Task description: With the line containing "the man's face" as the first line and the last line of the records as the final one, reproduce that range exactly.

Dataset rows:
• • •
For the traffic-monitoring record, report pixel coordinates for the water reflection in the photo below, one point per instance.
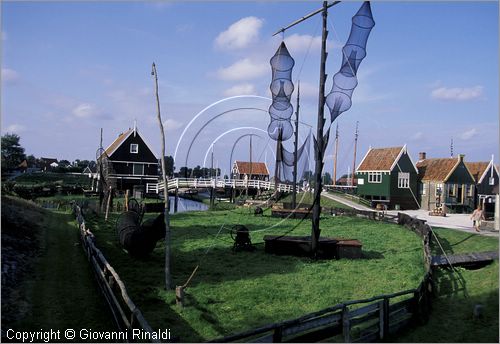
(186, 205)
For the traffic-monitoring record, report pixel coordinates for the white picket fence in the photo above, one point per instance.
(193, 183)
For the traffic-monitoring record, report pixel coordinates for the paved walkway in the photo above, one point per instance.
(347, 202)
(460, 222)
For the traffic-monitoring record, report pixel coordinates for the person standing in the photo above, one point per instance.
(477, 216)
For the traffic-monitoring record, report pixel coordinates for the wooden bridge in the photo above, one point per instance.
(465, 259)
(194, 183)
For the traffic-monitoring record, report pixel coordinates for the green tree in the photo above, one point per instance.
(12, 152)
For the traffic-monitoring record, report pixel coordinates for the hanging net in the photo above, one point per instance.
(354, 51)
(286, 159)
(281, 87)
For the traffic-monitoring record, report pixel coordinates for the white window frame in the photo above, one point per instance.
(439, 186)
(403, 180)
(133, 169)
(375, 177)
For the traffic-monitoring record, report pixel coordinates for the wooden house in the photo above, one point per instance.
(446, 181)
(388, 176)
(131, 161)
(254, 170)
(487, 179)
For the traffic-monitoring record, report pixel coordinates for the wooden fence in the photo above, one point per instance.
(364, 320)
(126, 314)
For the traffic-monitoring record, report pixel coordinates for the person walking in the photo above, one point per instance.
(477, 216)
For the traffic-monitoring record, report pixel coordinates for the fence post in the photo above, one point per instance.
(383, 318)
(346, 325)
(278, 335)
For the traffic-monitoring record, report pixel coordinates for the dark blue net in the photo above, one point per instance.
(354, 51)
(281, 87)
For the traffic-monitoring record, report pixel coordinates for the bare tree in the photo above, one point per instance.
(168, 274)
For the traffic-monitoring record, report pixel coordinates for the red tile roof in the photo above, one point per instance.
(256, 168)
(116, 143)
(477, 169)
(379, 159)
(436, 169)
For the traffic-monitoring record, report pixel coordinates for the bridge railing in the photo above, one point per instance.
(207, 183)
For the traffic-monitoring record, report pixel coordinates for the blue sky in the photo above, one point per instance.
(69, 69)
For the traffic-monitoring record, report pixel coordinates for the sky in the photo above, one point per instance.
(70, 68)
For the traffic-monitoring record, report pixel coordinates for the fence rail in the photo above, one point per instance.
(366, 320)
(195, 183)
(126, 314)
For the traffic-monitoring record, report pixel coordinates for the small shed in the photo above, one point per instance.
(388, 176)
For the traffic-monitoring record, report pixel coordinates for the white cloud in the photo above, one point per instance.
(240, 34)
(457, 93)
(171, 124)
(245, 69)
(9, 75)
(241, 89)
(417, 136)
(84, 110)
(300, 43)
(469, 134)
(14, 128)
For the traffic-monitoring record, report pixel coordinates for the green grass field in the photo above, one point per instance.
(59, 292)
(232, 292)
(458, 291)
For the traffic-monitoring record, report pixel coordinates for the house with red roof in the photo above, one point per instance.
(446, 181)
(130, 161)
(252, 170)
(388, 176)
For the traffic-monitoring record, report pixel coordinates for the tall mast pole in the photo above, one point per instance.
(355, 148)
(335, 155)
(296, 143)
(319, 149)
(278, 162)
(168, 274)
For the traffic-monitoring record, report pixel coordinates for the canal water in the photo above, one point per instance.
(186, 205)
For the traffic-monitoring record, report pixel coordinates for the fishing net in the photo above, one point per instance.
(286, 159)
(281, 87)
(354, 51)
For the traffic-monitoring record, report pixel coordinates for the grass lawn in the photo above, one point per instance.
(308, 198)
(232, 292)
(458, 291)
(60, 292)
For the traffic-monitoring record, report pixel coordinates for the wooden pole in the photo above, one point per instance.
(126, 199)
(108, 203)
(296, 144)
(355, 148)
(335, 155)
(168, 275)
(319, 149)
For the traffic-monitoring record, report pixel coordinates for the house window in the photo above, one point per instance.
(403, 180)
(470, 190)
(424, 188)
(439, 189)
(138, 169)
(451, 190)
(374, 177)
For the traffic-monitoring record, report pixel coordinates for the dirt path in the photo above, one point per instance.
(61, 290)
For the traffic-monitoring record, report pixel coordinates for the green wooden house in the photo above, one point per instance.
(388, 176)
(446, 181)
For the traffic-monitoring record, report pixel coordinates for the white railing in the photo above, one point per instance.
(176, 183)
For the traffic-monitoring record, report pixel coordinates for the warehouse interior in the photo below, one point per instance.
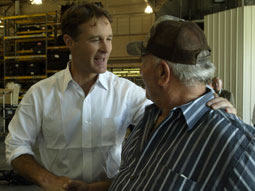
(32, 49)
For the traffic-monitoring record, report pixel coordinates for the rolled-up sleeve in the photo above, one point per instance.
(24, 127)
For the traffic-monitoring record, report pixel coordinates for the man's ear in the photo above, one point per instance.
(163, 73)
(68, 40)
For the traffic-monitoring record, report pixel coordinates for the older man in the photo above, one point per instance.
(181, 144)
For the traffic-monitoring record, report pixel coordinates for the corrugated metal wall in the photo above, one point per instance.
(231, 36)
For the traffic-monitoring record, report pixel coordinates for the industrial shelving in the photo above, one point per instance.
(26, 40)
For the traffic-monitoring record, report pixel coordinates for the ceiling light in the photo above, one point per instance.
(36, 2)
(148, 9)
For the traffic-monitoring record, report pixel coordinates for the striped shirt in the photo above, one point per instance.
(194, 148)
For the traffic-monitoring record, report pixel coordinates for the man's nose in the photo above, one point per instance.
(106, 46)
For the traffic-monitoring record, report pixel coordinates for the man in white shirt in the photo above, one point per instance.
(78, 116)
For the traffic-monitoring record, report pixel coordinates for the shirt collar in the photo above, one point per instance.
(102, 80)
(67, 77)
(194, 110)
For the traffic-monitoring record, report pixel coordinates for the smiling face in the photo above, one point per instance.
(91, 50)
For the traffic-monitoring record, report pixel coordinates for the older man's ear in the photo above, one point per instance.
(163, 73)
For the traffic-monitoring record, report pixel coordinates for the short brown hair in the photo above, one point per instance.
(79, 14)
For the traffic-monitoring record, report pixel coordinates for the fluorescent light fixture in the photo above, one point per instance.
(36, 2)
(148, 9)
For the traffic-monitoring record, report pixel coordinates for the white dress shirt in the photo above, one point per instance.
(79, 137)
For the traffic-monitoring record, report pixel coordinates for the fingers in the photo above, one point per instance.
(71, 185)
(220, 102)
(231, 110)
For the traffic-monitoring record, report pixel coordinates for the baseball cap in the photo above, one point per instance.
(175, 40)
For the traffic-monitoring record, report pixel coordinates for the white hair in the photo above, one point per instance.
(191, 75)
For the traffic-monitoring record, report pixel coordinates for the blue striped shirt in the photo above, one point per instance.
(194, 148)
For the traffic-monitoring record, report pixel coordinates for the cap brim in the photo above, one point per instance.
(136, 48)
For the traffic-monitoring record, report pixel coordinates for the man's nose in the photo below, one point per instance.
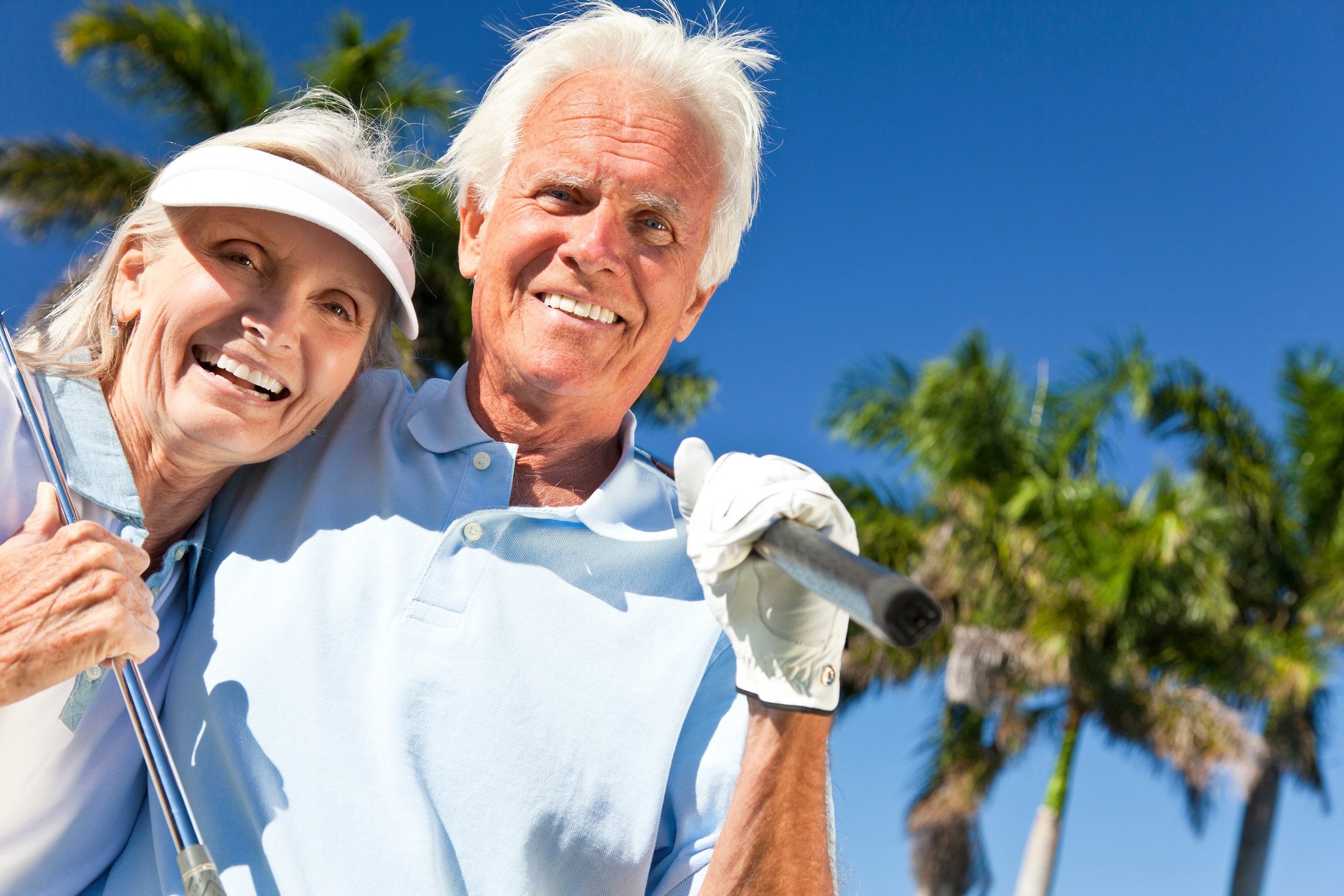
(597, 243)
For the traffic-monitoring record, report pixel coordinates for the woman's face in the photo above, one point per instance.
(248, 327)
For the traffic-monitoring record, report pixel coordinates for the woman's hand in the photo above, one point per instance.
(70, 598)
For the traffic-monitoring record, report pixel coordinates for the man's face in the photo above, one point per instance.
(608, 202)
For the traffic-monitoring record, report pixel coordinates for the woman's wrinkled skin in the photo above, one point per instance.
(280, 294)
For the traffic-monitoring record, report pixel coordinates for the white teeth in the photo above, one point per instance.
(580, 309)
(240, 370)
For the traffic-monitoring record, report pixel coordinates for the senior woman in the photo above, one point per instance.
(220, 325)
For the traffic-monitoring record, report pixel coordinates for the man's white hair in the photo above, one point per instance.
(708, 68)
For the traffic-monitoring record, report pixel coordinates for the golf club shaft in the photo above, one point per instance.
(163, 774)
(885, 602)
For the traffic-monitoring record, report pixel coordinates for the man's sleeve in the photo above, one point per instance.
(705, 772)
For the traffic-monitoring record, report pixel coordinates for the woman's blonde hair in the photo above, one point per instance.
(70, 334)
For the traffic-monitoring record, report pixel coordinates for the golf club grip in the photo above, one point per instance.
(885, 602)
(199, 876)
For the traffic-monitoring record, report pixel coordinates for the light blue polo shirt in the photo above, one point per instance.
(394, 683)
• • •
Worked solution:
For the traffic-monitoring record, report pixel coordinates for the man's face in the photo above, one point per instance.
(608, 202)
For the traffic-monitoring record, report pixel coordinates for the woman's wrinkled skin in the photo above, one point per instance.
(280, 294)
For the traffic-monitoring record, report pixel coordinates for the white teeth in the photo above, one point per instance.
(580, 309)
(240, 370)
For the traffic-monitoring record, report pixel coordinates for the senior woman in the photo above, one point per instance.
(220, 325)
For the traffic-monitoring record, report pixel coordinates for the man's white hair in the photo above, one point per instance.
(708, 68)
For the traffic-monitoring record, report pixel coordinates for the golf club shaft in the photo above, one point per instance.
(163, 774)
(885, 602)
For the traffic-monitoring record, report pixel coordinates for the man's sleeve in the photo above, one point per instance.
(705, 772)
For the traffic-monitoring record, report pixel coordinates for the woman's blonde hair in the photo above, one point per instance.
(70, 334)
For the traffic-monitoring record, report pixel coordinates for the golf club grip in the photo above, one point per instance.
(885, 602)
(199, 876)
For the traffic-monitoring record, report pixel coordinates for the light blue polo shirt in the photo above, one point per instance.
(394, 683)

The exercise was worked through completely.